(Labeled-object pointing entries)
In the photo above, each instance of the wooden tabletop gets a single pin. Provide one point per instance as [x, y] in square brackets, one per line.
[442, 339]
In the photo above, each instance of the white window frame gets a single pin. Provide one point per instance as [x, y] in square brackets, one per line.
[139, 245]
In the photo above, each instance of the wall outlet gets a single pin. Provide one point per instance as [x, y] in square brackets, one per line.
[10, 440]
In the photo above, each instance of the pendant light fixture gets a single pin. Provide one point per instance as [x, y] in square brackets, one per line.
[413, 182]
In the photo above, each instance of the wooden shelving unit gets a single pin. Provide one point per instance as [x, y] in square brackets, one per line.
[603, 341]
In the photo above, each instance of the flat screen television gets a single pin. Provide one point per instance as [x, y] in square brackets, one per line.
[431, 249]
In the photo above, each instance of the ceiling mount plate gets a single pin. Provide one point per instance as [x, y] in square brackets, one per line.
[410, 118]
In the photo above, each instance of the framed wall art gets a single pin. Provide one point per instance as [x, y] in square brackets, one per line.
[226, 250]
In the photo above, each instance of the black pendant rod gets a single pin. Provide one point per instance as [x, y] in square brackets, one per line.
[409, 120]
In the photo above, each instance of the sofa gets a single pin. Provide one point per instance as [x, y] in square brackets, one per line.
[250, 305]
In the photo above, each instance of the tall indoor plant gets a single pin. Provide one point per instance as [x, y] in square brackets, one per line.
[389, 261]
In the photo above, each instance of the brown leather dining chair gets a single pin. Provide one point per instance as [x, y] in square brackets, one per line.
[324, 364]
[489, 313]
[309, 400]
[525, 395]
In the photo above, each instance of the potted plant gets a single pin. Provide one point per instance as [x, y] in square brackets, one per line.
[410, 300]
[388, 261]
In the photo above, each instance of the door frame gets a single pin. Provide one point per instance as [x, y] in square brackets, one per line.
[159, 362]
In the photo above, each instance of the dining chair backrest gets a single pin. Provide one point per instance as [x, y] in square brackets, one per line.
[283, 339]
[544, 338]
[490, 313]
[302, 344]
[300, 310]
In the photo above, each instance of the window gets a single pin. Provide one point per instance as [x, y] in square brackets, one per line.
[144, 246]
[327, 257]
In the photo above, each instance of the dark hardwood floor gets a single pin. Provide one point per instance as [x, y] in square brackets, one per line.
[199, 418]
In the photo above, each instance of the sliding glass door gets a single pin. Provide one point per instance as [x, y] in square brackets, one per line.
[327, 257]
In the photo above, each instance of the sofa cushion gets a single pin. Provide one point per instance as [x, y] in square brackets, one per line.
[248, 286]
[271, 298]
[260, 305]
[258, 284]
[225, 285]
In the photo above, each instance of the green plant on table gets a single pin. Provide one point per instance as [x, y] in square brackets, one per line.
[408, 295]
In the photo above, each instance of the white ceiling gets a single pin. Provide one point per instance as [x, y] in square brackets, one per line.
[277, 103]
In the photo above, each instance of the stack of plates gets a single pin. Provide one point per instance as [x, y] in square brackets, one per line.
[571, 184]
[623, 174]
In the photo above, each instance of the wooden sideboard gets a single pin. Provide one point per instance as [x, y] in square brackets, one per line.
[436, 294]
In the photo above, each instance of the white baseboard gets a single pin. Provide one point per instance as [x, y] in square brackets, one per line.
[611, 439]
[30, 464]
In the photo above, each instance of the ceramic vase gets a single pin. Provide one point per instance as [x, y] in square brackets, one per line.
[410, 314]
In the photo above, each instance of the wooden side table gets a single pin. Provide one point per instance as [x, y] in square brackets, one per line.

EXERCISE AIM ::
Copy each line of the data exactly, leaving nothing out.

FULL OUTPUT ::
In the photo above, each instance of the wooden tabletop gets a single pin. Provide one point per instance as [x, y] in square brackets, one per line.
[442, 339]
In the photo above, each instance of the white window frame gets a single pin. Provide one point per instance as [x, y] in square brackets, one per line.
[139, 245]
In the photo above, each instance of the wall outlet gets a single pin. Provide one point per instance as [x, y] in square brackets, one per line.
[10, 440]
In the photo above, each instance of the pendant light fixture gets a single pin. Provide one point per instance as [x, y] in square brackets, one per line.
[413, 182]
In the photo above, each instance of the wooden shelving unit gets a single pin. Provide one point per instance as [x, y] in square brackets, one per line.
[603, 341]
In the photo above, each instance of the flat screen television gets a single pin. Provide one point per instance as [x, y] in square brackets, one per line.
[431, 249]
In the photo above, each instance of the ceiling mount plate gets a single pin. Provide one point per instance as [x, y] in square brackets, one per line.
[410, 118]
In the photo above, each instance of the framed wall art gets a single pin. Provide one point per instance as [x, y] in square brackets, one per line.
[226, 250]
In the photo above, each instance of the black pendant rod gets a single pin. Provide one point per instance as [x, y] in square brackets, one per line.
[409, 120]
In the photo above, each instance of the sofa gets a single pin. Provide one point per instance as [x, y] in square brackets, one per line.
[250, 305]
In the photo above, each instance of the tall indoor plant gets a single pin. Provide one point per instance as [x, y] in square brackets, one per line.
[389, 261]
In the photo above, each instance of the brown leather dining chair gets a single pin. Provide one point per instance as [x, y] in square brackets, one per line.
[324, 364]
[489, 313]
[309, 400]
[525, 395]
In the photo above, each instance of the potted plant gets a single pin. Provide one point per instance as [x, y] in square brackets, one per line.
[410, 300]
[388, 261]
In the photo above, each instance of the door frame gets a single pin. Provide one point per instance as [x, y] in square brackets, one per line.
[159, 362]
In the photo above, each instance of the dining chair backrest gets a single pin. Provide one point per instance as [x, y] in square brackets, one per line.
[283, 339]
[544, 338]
[490, 313]
[302, 344]
[300, 310]
In the photo above, each instance of the window gets a single pin. Provide one point per instance as [x, y] in square brackets, one per line.
[144, 246]
[327, 257]
In the photo above, each instance of the dark hardwood floor gets a single pin. Provide one point per instance as [x, y] in square brackets, one per line.
[199, 418]
In the photo above, each instance of the sliding glass door gets a single pin. Provide one point per instance as [x, y] in square brackets, one per line.
[327, 257]
In the photo above, each instance of the sofa cushion gets a single pin. Provide one point per instance as [x, y] in square brackets, one per line.
[248, 286]
[271, 298]
[260, 305]
[258, 284]
[225, 285]
In the photo above, each instance of the green plant on table gets a single pin. Provide one point per instance as [x, y] in square brackets, one per line.
[408, 295]
In the photo above, each instance of the white ceiling gets a single pin. Provide one point per instance as [x, y] in square brackets, one per line.
[277, 103]
In the photo above, each instance of the stack of plates gets a single pin. Provide one point per instance as [x, y] in square brackets, one per line.
[571, 184]
[623, 174]
In the photo above, each instance of the wooden sideboard gets a single pin. Provide one point per instance as [x, y] in square brackets, one per line.
[436, 294]
In the photo above, each instance of the white baseboard gets a single pin. Provide one point per instance as [x, y] in square brackets, one per line.
[611, 439]
[30, 464]
In the photo above, each instance of the ceramic vase gets a single pin. Provide one point per instance as [x, y] in square brackets, one per line.
[410, 314]
In the photo above, each instance of the wooden side table gets a single pin. Provide one point per instance as [x, y] in square brackets, one per line.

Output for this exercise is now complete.